Materials provided —
▬▬▬
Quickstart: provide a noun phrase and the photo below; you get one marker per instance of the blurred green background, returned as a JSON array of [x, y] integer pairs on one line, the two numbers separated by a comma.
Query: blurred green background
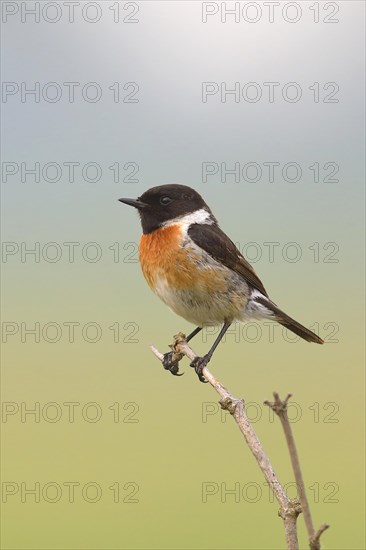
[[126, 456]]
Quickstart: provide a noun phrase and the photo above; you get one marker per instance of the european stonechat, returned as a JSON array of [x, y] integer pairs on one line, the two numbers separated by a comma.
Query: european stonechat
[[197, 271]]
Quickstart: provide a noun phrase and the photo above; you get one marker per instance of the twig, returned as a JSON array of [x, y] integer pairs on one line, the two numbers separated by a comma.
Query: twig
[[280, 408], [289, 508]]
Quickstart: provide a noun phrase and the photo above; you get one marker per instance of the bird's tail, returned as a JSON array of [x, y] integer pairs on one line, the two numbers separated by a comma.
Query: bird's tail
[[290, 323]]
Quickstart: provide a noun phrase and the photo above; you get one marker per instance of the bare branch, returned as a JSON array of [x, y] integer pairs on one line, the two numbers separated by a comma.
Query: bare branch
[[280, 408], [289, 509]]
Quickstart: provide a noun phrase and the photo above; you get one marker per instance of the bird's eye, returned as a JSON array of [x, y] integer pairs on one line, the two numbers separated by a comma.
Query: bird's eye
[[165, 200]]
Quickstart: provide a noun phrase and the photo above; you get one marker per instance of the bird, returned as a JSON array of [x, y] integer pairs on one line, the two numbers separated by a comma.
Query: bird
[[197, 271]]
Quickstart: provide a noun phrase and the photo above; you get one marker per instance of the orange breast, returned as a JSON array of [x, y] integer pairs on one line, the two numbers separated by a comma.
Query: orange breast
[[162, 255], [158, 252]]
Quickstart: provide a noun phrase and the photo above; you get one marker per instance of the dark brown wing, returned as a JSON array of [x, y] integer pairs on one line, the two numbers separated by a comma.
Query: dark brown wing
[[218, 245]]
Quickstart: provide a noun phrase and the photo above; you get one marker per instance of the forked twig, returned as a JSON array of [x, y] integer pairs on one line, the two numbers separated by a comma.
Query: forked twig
▬▬▬
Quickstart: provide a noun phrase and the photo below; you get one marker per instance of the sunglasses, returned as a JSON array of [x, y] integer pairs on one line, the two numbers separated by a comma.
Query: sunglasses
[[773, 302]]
▬▬▬
What you have to do —
Can you put the part of the listing that opens with the line containing "the sunglasses, returned" and closes with the line containing "[[773, 302]]" into a numbered list, with both of those lines included and any blank lines dropped?

Response to the exercise —
1. Quickstart: provide a noun phrase and the photo below; you get one marker per instance of the sunglasses, returned as a JSON array of [x, y] integer pairs on one line, the two numbers separated by a comma.
2. Query: sunglasses
3. [[773, 302]]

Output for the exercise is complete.